(Text segment)

All data are the average of triplicate analyses. The inhibition of lipid peroxidation as a percentage was calculated using the equation

% Inhibition = 100 – (A1/A0) x 100

where A0 is the absorbance of the control reaction and A1 is the absorbance in the presence of the extract sample^[20].

Statistical analysis

Statistical comparisons of the mean values for each experiment were performed with one-way ANOVA, followed by the multiple Duncan test (P ≤ 0.05 confidence level).

All statistical analyses were performed using JMP.10 (SAS Institute Inc., Cary, NC).

(End Text segment)
(Records shown)

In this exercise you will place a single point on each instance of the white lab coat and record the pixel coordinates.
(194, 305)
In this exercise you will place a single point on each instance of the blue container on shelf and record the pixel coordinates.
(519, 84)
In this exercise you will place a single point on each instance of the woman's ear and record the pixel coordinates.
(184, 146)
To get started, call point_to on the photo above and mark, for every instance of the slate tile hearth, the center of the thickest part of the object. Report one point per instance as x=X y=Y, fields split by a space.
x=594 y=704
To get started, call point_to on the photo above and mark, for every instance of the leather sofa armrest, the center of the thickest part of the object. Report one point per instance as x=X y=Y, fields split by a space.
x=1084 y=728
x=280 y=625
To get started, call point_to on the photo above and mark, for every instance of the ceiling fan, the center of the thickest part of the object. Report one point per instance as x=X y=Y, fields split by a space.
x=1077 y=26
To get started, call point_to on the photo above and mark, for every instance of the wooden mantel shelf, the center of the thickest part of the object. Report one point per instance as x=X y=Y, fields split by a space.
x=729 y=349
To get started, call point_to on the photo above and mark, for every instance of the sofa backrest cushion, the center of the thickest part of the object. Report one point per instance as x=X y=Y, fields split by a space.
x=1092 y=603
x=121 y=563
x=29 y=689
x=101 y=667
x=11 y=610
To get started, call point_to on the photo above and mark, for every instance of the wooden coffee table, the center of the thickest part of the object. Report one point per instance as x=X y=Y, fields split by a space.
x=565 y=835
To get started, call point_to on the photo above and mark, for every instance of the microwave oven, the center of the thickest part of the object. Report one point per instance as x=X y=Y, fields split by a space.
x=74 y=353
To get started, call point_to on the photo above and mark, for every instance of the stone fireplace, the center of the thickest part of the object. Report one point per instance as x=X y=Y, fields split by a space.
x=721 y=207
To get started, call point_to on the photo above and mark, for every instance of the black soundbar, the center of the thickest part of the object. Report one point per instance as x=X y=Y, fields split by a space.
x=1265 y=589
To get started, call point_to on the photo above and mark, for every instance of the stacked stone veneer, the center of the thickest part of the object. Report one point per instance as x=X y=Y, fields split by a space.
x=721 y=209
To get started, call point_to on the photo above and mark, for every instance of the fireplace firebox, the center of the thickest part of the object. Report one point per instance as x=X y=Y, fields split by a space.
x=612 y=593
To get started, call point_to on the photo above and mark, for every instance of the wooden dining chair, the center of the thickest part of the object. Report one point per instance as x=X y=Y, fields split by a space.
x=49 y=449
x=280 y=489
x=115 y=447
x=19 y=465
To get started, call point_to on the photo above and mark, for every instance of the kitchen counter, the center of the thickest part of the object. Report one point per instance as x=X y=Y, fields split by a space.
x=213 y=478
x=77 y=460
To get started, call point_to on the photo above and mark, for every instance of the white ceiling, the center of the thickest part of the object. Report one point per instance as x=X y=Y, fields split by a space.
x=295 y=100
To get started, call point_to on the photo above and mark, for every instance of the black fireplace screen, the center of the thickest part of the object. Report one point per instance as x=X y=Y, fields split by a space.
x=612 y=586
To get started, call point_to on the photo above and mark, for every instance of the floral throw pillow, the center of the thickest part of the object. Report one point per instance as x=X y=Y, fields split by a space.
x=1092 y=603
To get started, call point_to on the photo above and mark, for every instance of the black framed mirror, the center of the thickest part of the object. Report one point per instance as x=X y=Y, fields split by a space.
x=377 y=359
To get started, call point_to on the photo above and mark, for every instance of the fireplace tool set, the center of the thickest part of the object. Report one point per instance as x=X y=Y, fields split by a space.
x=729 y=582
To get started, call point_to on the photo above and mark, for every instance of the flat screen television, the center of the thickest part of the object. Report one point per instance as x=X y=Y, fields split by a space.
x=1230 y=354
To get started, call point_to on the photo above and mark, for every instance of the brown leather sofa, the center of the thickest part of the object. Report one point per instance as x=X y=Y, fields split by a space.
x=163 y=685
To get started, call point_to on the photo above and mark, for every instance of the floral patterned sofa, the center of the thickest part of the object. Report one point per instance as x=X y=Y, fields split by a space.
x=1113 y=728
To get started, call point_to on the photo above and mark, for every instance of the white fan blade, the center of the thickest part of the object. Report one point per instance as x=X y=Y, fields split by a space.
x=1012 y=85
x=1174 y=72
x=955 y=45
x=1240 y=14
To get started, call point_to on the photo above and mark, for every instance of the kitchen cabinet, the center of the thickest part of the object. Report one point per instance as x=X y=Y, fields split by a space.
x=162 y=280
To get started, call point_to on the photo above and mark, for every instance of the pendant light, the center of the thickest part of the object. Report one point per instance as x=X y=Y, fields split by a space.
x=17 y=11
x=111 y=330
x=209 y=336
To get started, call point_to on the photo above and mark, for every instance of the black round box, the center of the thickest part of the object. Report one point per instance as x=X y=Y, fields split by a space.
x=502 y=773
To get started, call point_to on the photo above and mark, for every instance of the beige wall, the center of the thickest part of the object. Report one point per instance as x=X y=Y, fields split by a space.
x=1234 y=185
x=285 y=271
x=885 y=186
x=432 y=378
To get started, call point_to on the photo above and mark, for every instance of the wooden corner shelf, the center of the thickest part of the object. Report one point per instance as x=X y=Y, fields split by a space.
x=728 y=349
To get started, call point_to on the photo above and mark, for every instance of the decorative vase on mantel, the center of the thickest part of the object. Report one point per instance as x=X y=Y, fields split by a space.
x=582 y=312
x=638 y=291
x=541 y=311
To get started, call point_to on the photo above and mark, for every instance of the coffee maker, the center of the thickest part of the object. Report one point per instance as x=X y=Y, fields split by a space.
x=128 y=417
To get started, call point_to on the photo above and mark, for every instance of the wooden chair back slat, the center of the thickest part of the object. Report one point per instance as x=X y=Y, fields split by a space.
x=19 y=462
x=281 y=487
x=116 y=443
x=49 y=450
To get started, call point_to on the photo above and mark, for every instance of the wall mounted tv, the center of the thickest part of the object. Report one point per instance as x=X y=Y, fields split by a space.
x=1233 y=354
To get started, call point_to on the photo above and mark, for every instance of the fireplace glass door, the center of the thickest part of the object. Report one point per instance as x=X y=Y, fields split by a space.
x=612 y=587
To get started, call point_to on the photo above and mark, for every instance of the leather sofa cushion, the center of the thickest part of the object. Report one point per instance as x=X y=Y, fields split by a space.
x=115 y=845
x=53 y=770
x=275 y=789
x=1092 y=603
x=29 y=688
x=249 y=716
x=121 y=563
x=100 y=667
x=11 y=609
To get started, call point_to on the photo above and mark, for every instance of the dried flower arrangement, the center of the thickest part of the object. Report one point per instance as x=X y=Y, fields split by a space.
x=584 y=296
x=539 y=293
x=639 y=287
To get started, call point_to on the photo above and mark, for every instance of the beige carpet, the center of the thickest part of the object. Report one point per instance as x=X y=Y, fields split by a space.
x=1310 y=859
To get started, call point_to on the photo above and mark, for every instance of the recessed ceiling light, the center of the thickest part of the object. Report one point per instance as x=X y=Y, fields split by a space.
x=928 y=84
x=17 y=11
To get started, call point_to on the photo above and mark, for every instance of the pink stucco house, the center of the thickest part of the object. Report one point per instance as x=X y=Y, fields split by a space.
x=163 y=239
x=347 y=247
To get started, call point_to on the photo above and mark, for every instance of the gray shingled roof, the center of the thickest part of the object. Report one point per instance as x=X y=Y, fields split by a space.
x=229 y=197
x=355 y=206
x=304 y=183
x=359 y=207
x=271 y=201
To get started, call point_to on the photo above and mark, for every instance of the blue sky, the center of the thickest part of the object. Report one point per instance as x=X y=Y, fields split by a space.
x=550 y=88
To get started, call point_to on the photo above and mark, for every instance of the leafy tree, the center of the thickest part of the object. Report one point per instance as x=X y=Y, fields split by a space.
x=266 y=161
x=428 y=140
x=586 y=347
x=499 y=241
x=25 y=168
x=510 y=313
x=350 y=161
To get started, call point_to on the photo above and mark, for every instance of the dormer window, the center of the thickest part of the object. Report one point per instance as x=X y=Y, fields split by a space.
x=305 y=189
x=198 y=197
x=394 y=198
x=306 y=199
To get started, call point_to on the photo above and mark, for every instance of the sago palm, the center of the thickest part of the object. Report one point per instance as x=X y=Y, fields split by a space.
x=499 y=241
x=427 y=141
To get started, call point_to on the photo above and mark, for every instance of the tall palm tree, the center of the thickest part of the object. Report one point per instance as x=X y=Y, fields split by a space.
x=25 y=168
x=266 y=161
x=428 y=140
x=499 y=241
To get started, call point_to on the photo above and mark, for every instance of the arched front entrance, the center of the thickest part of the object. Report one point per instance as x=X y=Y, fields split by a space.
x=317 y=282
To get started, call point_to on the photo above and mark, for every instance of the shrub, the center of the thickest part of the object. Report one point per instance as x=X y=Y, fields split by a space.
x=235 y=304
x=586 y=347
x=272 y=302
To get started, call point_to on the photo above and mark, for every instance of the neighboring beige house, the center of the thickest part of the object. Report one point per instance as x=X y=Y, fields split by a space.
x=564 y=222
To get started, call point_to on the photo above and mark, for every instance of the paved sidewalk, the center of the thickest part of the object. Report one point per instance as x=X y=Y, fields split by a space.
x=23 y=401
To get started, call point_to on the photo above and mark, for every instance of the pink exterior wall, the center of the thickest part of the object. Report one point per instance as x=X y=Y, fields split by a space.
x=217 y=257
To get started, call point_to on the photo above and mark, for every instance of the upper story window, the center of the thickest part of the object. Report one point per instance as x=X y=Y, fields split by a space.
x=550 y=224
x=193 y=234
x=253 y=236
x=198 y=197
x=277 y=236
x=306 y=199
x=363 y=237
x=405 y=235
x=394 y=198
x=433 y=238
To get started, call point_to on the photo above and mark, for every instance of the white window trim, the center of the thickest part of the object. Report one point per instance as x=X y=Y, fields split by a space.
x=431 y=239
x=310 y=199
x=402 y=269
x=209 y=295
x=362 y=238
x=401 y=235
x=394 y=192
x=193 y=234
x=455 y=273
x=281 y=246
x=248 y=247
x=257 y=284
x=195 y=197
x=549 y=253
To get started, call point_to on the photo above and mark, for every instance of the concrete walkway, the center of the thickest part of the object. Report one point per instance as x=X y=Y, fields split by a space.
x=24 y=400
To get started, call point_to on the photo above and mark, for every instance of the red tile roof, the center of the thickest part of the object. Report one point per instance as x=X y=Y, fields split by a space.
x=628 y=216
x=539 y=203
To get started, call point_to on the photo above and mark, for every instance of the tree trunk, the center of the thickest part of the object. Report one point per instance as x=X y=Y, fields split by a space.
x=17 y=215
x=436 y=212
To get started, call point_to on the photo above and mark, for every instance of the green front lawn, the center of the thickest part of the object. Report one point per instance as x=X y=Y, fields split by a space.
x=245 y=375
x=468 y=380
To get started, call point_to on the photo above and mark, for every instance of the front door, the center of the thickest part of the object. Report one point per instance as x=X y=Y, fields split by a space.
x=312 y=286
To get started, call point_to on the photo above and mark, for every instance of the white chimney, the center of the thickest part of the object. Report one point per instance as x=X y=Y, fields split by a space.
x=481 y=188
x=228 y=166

(End Records shown)

### Work item
Copy out the passage on lipid peroxidation inhibition and statistical analysis in full, word for word. The entries are separate material and have no connection to the passage on lipid peroxidation and statistical analysis.

### Problem solution
All data are the average of triplicate analyses. The inhibition of lipid peroxidation as a percentage was calculated using the equation

% Inhibition = 100 – (A1/A0) x 100

where A0 is the absorbance of the control reaction and A1 is the absorbance in the presence of the extract sample^[20].

Statistical analysis

Statistical comparisons of the mean values for each experiment were performed with one-way ANOVA, followed by the multiple Duncan test (P ≤ 0.05 confidence level).

All statistical analyses were performed using JMP.10 (SAS Institute Inc., Cary, NC).